• _Extrait du texte_:
L’utilisation de ces catégories ne prend pas la place de la théologie féministe, ce sont plutôt des catégories à caractère analytique qui enrichissent la réflexion théologique féministe. Nous soulignons ci-dessous, quelques contributions de ce moment dans la réflexion théologique féministe en dialogue avec les théories relatives au genre.

a) Dieu considéré comme réciprocité. Dieu n’est plus conçu comme un être extérieur, solitaire, transcendant, mais comme relation et réciprocité. C’est un Dieu qui se révèle dans la relation à l’être humain à travers son histoire, son environnement et sa condition charnelle. La création elle-même provient du pouvoir relationnel de Dieu. Du point de vue de cette dynamique relationnelle, on conçoit le ministère de Jésus comme une passion pour le prochain dont les rencontres de guérison et de libération sont des manifestations. Une spiritualité relationnelle est une affirmation de vie et rend possible dans un esprit créatif des relations de respect et de réciprocité en vue du bonheur. « Ce Dieu n’est pas extérieur aux femmes ; il travaille à partir de nous. En même temps qu’il transcende, il est en chacune de nous. Transcender c’est établir des ponts, des traverses, établir des connections, se dépasser. » (Ivone Gebara)

• _Consigne 1_: Les affirmations suivantes concordent-elles avec l’extrait sur la théologie féministe ? Répondez par oui ou par non en citant à l’identique les mots de l’extrait qui tranchent. (a) Les catégories analytiques remplacent la théologie féministe. (b) Dieu y est présenté comme un être extérieur et solitaire. (c) La création provient du pouvoir relationnel de Dieu.
• _Consigne 2_: Recopiez sans rien changer le passage de l’extrait sur la théologie féministe qui commence par « L’utilisation de ces » et se poursuit jusqu’à « relatives au genre. ».
• _Consigne 3_: Écrivez la suite de l’extrait sur la théologie féministe, en reprenant après la citation qui le clôt.

• _Données fournies_:
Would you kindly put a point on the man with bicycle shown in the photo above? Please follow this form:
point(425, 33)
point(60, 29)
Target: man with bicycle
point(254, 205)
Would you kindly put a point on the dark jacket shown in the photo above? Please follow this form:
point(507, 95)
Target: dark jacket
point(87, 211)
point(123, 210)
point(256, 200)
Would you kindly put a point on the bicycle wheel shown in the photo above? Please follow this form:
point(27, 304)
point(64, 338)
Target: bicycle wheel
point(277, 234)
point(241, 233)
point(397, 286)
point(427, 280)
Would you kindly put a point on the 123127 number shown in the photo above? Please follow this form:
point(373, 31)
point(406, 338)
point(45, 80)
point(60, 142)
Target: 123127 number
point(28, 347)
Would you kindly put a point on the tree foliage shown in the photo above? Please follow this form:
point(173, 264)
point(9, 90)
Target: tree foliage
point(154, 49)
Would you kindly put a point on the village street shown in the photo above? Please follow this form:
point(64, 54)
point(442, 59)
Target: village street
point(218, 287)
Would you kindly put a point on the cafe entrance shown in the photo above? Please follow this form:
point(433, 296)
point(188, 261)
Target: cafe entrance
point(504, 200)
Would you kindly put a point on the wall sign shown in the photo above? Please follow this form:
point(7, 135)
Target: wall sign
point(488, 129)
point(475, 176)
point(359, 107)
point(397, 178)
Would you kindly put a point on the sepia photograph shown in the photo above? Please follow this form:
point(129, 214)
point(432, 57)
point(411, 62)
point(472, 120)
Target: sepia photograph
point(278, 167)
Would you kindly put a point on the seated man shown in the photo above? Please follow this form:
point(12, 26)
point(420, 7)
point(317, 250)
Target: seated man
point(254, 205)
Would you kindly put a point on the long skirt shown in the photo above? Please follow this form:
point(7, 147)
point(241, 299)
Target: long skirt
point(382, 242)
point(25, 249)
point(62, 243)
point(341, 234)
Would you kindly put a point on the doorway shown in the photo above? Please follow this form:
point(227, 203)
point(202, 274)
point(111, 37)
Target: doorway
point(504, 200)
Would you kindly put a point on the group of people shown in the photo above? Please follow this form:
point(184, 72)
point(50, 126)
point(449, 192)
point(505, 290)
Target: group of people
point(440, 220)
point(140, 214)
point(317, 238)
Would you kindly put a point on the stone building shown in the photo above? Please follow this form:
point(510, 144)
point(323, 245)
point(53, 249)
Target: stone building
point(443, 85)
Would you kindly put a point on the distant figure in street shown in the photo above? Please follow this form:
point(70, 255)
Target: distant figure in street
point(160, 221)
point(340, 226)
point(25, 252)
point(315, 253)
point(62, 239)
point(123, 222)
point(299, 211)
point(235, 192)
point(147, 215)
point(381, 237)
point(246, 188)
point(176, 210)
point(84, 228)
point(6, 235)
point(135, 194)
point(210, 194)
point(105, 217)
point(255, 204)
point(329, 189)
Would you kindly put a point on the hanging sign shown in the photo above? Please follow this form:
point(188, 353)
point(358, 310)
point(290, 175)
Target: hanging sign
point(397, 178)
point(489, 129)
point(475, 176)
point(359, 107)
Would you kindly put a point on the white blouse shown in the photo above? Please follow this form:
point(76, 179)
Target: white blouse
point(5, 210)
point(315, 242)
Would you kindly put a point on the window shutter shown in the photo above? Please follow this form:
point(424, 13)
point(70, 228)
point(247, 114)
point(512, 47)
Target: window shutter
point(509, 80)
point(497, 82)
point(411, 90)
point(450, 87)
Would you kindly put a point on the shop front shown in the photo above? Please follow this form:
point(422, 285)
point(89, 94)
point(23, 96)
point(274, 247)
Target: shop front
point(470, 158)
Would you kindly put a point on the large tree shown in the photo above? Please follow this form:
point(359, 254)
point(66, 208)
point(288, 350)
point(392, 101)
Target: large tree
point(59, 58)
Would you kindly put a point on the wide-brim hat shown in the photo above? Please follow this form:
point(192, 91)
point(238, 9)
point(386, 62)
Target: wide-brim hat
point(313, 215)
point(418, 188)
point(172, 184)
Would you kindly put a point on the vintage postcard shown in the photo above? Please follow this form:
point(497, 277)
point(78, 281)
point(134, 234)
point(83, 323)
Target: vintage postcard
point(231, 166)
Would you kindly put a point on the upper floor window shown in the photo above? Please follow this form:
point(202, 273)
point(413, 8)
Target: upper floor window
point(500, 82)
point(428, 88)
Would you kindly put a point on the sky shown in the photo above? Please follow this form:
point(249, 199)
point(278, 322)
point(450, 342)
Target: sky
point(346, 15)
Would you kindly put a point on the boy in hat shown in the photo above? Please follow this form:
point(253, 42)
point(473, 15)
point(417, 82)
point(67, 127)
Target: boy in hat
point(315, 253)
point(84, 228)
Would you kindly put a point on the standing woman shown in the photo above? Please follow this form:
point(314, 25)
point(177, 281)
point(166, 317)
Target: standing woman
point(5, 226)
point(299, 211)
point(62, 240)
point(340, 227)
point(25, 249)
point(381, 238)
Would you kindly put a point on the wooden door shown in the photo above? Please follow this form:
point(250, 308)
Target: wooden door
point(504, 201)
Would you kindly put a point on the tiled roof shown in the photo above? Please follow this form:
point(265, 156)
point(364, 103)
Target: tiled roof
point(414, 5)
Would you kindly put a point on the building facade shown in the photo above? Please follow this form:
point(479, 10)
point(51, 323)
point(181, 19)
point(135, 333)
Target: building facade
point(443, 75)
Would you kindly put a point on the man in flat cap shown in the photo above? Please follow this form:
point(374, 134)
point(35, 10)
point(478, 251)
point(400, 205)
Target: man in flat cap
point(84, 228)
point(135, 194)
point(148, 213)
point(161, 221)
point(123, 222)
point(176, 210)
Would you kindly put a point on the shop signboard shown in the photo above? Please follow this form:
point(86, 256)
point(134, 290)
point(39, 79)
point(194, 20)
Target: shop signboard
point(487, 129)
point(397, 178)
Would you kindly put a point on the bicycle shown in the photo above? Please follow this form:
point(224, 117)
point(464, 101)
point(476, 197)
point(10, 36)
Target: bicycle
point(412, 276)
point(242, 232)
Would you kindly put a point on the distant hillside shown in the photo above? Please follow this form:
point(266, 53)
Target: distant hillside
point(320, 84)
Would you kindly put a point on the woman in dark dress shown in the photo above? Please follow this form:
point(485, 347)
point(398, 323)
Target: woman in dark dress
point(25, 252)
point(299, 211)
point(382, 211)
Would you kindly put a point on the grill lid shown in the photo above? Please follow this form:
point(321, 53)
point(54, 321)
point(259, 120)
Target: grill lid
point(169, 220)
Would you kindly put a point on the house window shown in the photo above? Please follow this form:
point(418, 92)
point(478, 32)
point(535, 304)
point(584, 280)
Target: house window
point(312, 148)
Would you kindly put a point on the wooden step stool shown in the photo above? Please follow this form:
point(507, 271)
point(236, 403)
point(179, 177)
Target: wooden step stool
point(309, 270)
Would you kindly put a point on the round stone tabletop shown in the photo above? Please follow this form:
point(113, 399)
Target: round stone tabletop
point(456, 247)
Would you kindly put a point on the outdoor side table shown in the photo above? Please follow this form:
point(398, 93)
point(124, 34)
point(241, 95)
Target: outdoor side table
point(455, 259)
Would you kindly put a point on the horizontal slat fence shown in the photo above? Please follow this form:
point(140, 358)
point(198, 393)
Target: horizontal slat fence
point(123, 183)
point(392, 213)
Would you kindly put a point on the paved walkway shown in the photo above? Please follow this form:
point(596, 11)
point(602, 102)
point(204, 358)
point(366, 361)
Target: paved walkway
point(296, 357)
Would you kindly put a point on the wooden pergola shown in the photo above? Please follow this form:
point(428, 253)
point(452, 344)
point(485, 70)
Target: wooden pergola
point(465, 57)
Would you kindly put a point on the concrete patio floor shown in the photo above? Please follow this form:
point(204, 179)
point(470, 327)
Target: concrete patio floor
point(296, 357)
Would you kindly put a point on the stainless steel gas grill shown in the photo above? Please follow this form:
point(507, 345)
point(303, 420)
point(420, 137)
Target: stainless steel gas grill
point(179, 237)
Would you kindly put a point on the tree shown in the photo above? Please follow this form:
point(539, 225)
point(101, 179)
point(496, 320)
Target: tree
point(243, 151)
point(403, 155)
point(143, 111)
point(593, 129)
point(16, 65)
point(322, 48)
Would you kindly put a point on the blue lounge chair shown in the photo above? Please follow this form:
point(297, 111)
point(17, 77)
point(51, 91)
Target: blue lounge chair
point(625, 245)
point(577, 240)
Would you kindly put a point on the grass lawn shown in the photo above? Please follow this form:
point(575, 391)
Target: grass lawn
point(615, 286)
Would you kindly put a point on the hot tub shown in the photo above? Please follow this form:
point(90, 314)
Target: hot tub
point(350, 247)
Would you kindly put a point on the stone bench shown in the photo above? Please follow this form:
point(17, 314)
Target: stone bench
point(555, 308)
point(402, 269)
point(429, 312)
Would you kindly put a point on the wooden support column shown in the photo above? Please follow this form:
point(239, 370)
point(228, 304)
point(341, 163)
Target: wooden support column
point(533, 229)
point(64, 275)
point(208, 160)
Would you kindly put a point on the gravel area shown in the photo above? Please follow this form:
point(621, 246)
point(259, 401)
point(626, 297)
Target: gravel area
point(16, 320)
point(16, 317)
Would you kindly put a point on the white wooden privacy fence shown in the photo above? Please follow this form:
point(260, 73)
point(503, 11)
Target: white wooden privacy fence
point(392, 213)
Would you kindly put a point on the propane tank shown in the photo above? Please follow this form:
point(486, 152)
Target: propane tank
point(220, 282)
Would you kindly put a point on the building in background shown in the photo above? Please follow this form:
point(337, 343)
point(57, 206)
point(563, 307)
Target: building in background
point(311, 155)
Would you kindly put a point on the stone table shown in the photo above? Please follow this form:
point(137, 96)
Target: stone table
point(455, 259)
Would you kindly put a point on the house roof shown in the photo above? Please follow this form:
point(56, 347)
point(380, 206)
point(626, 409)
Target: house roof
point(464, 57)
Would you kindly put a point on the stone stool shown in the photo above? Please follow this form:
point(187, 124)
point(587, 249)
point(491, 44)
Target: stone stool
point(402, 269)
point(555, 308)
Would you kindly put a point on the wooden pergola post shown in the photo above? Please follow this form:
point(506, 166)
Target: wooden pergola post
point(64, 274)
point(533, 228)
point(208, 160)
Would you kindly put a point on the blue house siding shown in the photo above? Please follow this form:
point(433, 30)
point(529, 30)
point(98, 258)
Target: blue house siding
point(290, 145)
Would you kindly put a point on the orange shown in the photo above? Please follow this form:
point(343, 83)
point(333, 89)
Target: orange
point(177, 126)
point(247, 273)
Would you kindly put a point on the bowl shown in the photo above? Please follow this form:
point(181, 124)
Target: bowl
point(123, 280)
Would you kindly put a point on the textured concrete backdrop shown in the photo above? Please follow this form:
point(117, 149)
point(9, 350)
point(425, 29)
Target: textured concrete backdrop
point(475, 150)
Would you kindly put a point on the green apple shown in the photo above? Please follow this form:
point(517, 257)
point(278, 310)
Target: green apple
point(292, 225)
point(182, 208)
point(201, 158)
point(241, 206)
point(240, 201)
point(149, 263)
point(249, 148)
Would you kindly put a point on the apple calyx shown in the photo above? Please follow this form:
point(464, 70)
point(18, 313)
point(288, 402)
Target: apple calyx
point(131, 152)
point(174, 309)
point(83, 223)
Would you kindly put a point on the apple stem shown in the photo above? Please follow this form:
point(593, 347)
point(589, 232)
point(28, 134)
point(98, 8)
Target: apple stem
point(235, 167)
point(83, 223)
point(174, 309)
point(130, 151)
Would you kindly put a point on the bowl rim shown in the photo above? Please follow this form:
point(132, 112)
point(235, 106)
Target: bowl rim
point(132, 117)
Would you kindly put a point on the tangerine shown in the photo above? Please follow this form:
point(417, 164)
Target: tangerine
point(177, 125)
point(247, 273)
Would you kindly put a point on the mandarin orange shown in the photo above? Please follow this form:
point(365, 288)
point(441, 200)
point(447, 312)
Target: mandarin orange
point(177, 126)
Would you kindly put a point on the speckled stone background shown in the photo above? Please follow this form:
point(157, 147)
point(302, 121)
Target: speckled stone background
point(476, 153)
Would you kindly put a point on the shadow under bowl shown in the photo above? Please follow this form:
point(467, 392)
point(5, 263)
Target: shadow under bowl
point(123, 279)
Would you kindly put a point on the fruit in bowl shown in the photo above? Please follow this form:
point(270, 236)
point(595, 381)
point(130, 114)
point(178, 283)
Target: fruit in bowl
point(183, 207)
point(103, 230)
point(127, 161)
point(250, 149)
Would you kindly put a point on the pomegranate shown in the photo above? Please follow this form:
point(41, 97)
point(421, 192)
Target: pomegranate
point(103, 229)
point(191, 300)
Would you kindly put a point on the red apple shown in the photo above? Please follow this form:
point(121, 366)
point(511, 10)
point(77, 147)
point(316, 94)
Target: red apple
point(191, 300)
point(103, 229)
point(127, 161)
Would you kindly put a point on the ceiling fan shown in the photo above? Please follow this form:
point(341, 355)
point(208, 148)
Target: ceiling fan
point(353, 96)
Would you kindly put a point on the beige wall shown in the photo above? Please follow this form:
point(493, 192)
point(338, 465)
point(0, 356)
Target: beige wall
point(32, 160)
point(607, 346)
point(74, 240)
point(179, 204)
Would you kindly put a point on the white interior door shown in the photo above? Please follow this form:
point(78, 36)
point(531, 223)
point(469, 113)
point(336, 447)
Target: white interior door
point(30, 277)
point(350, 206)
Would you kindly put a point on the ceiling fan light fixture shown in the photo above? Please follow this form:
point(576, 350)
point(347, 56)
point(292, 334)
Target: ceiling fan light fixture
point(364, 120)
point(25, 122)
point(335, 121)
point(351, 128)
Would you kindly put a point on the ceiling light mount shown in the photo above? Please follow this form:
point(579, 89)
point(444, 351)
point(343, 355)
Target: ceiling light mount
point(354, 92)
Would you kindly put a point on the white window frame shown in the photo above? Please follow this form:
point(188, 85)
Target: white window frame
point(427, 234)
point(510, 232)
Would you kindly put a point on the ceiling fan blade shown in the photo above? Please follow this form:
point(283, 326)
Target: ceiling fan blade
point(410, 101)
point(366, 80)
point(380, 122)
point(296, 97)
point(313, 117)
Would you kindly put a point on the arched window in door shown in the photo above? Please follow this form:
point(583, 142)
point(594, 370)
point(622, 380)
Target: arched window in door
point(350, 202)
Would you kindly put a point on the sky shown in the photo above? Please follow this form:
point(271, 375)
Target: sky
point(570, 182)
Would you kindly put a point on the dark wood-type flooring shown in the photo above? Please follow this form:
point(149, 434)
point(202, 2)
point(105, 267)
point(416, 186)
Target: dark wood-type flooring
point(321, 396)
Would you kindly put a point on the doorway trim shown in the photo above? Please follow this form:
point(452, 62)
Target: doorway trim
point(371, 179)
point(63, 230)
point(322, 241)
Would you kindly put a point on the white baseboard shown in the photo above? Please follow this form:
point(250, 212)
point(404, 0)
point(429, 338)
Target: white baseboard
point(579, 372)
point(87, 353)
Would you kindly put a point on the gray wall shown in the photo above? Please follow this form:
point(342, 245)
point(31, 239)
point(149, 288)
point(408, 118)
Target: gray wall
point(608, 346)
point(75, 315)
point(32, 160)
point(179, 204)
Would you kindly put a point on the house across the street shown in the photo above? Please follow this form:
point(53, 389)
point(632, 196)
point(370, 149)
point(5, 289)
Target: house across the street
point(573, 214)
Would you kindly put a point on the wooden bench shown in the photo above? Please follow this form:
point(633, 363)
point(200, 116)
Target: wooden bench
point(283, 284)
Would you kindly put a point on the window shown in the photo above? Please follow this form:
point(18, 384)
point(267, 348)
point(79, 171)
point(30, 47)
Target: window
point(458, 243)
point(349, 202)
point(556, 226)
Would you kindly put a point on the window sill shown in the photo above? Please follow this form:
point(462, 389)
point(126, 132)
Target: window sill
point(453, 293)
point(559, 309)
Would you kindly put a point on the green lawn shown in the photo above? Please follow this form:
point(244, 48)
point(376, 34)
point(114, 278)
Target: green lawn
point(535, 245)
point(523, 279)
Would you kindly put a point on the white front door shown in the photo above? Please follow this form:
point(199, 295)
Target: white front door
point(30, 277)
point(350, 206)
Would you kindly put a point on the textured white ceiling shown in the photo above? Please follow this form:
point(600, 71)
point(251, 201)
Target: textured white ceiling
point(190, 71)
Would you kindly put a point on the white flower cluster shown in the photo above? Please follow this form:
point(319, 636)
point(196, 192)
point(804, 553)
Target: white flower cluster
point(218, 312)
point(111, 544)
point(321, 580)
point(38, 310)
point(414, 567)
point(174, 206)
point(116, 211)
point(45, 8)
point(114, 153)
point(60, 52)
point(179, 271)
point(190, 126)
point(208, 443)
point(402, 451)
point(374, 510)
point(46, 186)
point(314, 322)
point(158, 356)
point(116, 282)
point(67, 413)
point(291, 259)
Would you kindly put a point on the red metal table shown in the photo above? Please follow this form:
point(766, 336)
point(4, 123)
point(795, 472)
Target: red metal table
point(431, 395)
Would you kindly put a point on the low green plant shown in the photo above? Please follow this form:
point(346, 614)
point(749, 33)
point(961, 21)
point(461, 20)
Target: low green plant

• _Réponse rédigée 1_:
(a) Non : « L’utilisation de ces catégories ne prend pas la place de la théologie féministe »
(b) Non : « Dieu n’est plus conçu comme un être extérieur, solitaire, transcendant, mais comme relation et réciprocité »
(c) Oui : « La création elle-même provient du pouvoir relationnel de Dieu. »

• _Réponse rédigée 2_:
L’utilisation de ces catégories ne prend pas la place de la théologie féministe, ce sont plutôt des catégories à caractère analytique qui enrichissent la réflexion théologique féministe. Nous soulignons ci-dessous, quelques contributions de ce moment dans la réflexion théologique féministe en dialogue avec les théories relatives au genre.

• _Réponse rédigée 3_:
b) La théologie en tant qu’affirmation du corps. Admettre la subjectivité comme participant à la construction de la connaissance c’est récupérer la place du corps, féminin et masculin, dans l’activité théologique. Cette affirmation démystifie la notion de savoir universel, un savoir neutre et par conséquent désincarné, sans corps. Dans la théologie féministe latino-américaine le corps est présent sous différentes formes. Il est là sous forme de cri face à la violence dont souffrent les femmes, violence qui humilie et qui tue. Il est présent dans le corps qui se rebelle affronté à une théologie du sacrifice. Parce que nous avons dans la vie quotidienne l’expérience fréquente de la mort, nous refusons une théologie sacrificielle qui affirme que la souffrance de ceux qui sont en situation de « non-pouvoir » est un chemin de salut. Nous persistons à affirmer le corps comme le lieu de la joie, du plaisir, de la jouissance, de la vie partagée. Nous lui redonnons sa place, dans l’espace politique, d’affirmation de la dignité et de la construction de la citoyenneté.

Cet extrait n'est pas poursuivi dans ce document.